TEXT BLOCK start
Compilation album by various artists
- Released: December 13, 2005
- Recorded: 2005
- Genre: West Coast hip hop; gangsta rap; G-funk;
- Length: 55:38
- Label: Doggystyle; Koch;
- Producer: Snoop Dogg

Singles from Bigg Snoop Dogg Presents... Welcome to tha Chuuch: Da Album
- "Real Soon" Released: November 2005^{U.S.} April 03, 2006^{AUS; FR};

= Bigg Snoop Dogg Presents... Welcome to tha Chuuch: Da Album =

2005 compilation album by Snoop Dogg

Bigg Snoop Dogg Presents... Welcome to tha Chuuch: Da Album is a compilation album by Snoop Dogg and various artists. It was released on December 13, 2005 by Doggy Style Records and Koch Records. The "Save Tookie" version of the single "Real Soon", by the DPGC featuring Jamie Foxx, was available to download for free on Doggystyle Records website. It features the reunited Tha Dogg Pound and the comeback for The Lady of Rage.

Track 1, 10 features the artist Mira Craig who is best known in Norway.

There were two videos launched for promotion. One was "Real Soon" with the artists involved as DPGC that gained fair airplay, especially around December, and the other for "Shake That" directed by Mike Taylor of Robot Films and shot in Los Angeles but with St. Louis' color, red, dominating the set. Cameo appearances are made by Warren G and Zab Judah, with the latter being cut off because of his knock out win over St. Louis native Cory Spinks in February 2005 after the video was wrapped. (, )
The two music videos landed on the LAUNCH Music Videos Top 100 at the 37th and 35th spot respectively.
TEXT BLOCK end
TASK DATA start
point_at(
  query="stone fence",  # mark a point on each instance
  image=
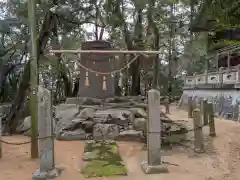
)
(223, 76)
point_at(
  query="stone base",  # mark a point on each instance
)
(199, 150)
(38, 175)
(157, 169)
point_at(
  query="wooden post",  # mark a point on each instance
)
(190, 107)
(212, 131)
(198, 134)
(153, 164)
(204, 111)
(33, 77)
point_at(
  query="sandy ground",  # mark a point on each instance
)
(220, 162)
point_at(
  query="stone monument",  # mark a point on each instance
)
(154, 164)
(94, 84)
(47, 168)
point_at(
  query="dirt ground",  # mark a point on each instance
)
(220, 162)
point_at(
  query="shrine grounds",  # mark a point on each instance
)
(221, 160)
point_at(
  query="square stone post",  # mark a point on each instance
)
(153, 165)
(1, 114)
(212, 131)
(198, 134)
(204, 111)
(190, 107)
(47, 168)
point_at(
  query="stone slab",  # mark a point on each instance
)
(153, 169)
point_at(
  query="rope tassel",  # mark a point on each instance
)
(86, 80)
(104, 83)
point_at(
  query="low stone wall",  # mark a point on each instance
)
(225, 102)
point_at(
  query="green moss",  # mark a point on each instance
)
(107, 162)
(98, 168)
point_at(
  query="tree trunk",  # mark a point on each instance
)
(49, 26)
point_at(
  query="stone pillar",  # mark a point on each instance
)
(204, 112)
(194, 80)
(212, 131)
(221, 76)
(153, 164)
(206, 77)
(190, 107)
(198, 134)
(238, 74)
(47, 168)
(1, 114)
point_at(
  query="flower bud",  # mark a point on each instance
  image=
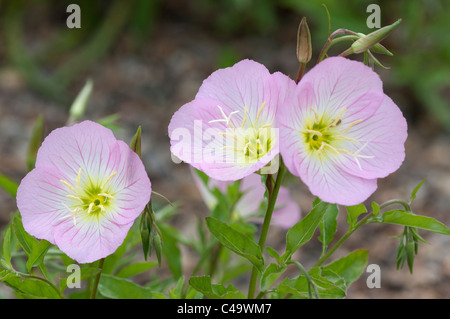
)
(373, 38)
(304, 48)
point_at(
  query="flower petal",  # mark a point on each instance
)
(339, 82)
(91, 238)
(381, 140)
(41, 200)
(87, 145)
(131, 186)
(330, 183)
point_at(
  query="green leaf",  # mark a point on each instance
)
(375, 209)
(326, 288)
(6, 245)
(135, 269)
(171, 251)
(26, 241)
(29, 287)
(78, 106)
(8, 185)
(120, 288)
(136, 142)
(414, 192)
(270, 275)
(353, 213)
(328, 226)
(215, 291)
(302, 232)
(401, 217)
(351, 266)
(85, 273)
(35, 142)
(37, 254)
(236, 242)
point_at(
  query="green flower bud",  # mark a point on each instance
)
(304, 48)
(373, 38)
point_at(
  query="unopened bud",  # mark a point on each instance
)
(304, 48)
(372, 39)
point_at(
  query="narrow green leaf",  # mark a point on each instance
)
(136, 142)
(214, 291)
(35, 142)
(78, 106)
(8, 185)
(85, 273)
(401, 217)
(270, 275)
(414, 192)
(302, 232)
(120, 288)
(375, 209)
(351, 266)
(37, 254)
(26, 241)
(236, 242)
(328, 226)
(135, 269)
(353, 213)
(30, 287)
(6, 245)
(171, 251)
(326, 288)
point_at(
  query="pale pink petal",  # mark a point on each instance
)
(339, 82)
(41, 200)
(381, 140)
(90, 239)
(330, 183)
(87, 145)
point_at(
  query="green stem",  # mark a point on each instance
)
(343, 239)
(97, 279)
(273, 194)
(308, 278)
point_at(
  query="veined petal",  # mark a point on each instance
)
(131, 187)
(42, 202)
(330, 183)
(339, 82)
(90, 239)
(246, 84)
(381, 143)
(86, 145)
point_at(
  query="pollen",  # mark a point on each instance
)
(322, 133)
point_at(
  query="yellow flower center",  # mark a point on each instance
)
(323, 134)
(249, 142)
(92, 199)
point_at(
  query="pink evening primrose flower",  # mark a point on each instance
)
(228, 130)
(285, 215)
(85, 192)
(339, 132)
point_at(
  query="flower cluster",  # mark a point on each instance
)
(336, 129)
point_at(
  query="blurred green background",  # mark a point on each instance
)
(147, 58)
(51, 58)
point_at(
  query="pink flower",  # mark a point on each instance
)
(339, 132)
(85, 192)
(286, 213)
(228, 131)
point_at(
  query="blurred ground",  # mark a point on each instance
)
(148, 87)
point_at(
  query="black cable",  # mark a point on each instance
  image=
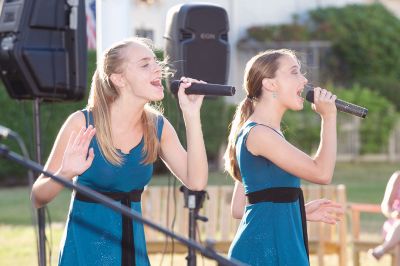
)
(49, 242)
(166, 237)
(173, 221)
(201, 242)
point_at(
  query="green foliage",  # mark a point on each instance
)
(364, 41)
(302, 128)
(282, 32)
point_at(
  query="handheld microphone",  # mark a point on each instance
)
(4, 132)
(340, 105)
(204, 89)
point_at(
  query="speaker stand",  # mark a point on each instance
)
(41, 221)
(193, 201)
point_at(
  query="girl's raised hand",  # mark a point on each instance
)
(77, 159)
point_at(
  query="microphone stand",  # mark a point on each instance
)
(94, 195)
(193, 201)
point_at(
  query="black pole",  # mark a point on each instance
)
(193, 201)
(41, 221)
(207, 252)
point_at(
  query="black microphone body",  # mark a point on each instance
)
(204, 89)
(340, 104)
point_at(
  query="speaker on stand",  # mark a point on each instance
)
(197, 46)
(197, 42)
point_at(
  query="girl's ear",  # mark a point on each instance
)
(117, 80)
(269, 84)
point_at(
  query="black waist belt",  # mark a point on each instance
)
(283, 195)
(127, 241)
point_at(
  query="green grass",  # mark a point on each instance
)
(364, 183)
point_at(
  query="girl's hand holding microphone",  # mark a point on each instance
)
(190, 104)
(324, 102)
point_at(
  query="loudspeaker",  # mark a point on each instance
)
(197, 42)
(43, 49)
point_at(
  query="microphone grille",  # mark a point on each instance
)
(309, 93)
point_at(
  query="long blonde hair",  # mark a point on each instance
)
(263, 65)
(104, 93)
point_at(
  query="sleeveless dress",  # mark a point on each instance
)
(270, 234)
(93, 232)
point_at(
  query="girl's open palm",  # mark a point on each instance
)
(77, 159)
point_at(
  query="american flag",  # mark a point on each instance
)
(91, 23)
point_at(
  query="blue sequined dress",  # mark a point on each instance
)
(93, 232)
(270, 234)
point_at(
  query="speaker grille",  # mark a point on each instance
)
(185, 35)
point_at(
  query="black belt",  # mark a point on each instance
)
(283, 195)
(127, 241)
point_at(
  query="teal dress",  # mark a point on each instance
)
(93, 232)
(270, 234)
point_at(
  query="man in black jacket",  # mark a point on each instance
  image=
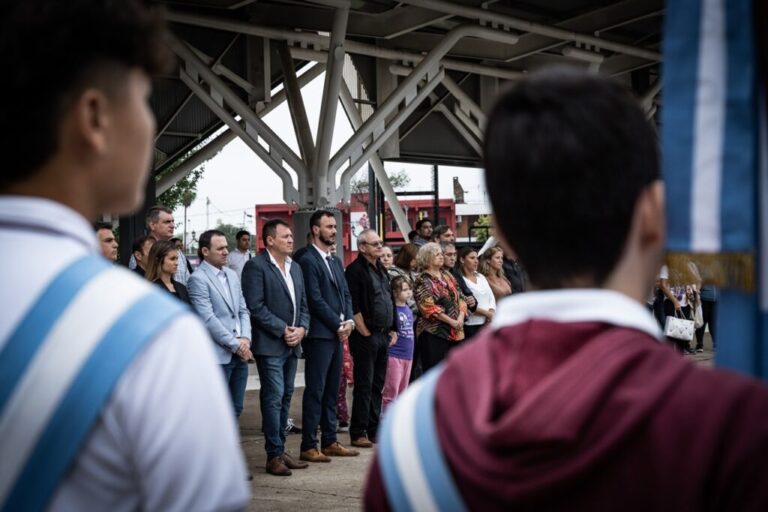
TASK DATA end
- _PROMPT 1_:
Return every line from the entries that contains the string "stone".
- _PROMPT 2_:
Continue the article on the Snoop Dogg compilation album, picking up after its final sentence.

- _WRITTEN REPLY 1_:
  query="stone fence",  # mark a point on each instance
  query="stone base",  # mark a point on each instance
  query="stone monument",  # mark a point on each instance
  query="square stone post",  # mark a point on each instance
  query="stone slab",  # mark a point on each instance
  query="low stone wall",  # mark a point on each instance
  query="stone pillar",  # mark a point on each instance

- _WRITTEN REPLY 2_:
== Critical reception ==

The album overall received mixed reviews from music critics.

Professional ratings
Review scores
| Source | Rating |
| Allmusic | link |
| The A.V. Club | (B−) link |
| HipHopDX.com | link |
| RapReviews.com | (6.5/10) link |
| Los Angeles Times | link |

==Commercial performance==
The album debuted at number 184 on the US Billboard 200 chart, selling 15,074 copies in its first week.

== Track listing ==

| No. | Title | Producer(s) | Length |
|---|---|---|---|
| 1. | "Sisters N Brothers" (J. Black featuring Mira Craig and Snoop Dogg) | Jellyroll | 3:49 |
| 2. | "Shake That Shit" (Tiffany Foxx featuring Snoop Dogg and Young Walt) | Terrace Martin | 3:55 |
| 3. | "Just the Way You Like It" (Nine Inch Dix) | Soopafly | 5:01 |
| 4. | "Remember Me" (James) | Larrance Dopson | 4:39 |
| 5. | "Real Soon" (D.P.G.C.) | Battlecat | 4:12 |
| 6. | "Sunshine" (J. Black) | Terrace Martin, Marlon Williams | 4:38 |
| 7. | "Can't Find My Panties" (Tiffany Foxx) | L.T. Hutton | 3:42 |
| 8. | "We West Coast" (D.P.G.C.) | Josef Laimsberg | 4:05 |
| 9. | "Dinner In Bed" (Mira Craig) | Mira Craig, Kacey Phillips | 4:41 |
| 10. | "If" (Wendi & YN featuring Snoop Dogg and J. Black) | Terrace Martin | 3:51 |
| 11. | "Notorious DPG" (The Lady of Rage featuring Kurupt and RBX) | Battlecat | 3:55 |
| 12. | "Smokin' All My Bud" (Nine Inch Dix featuring Uncle Reo and Shon Lawon) | Shon Lawon | 5:29 |
| 13. | "Shine" (Mykestro) | Battlecat | 3:43 |
| Total length: |  |  | 55:38 |

== Singles ==
- 2005 - "Real Soon"
- 2006 - "Shake That Shit"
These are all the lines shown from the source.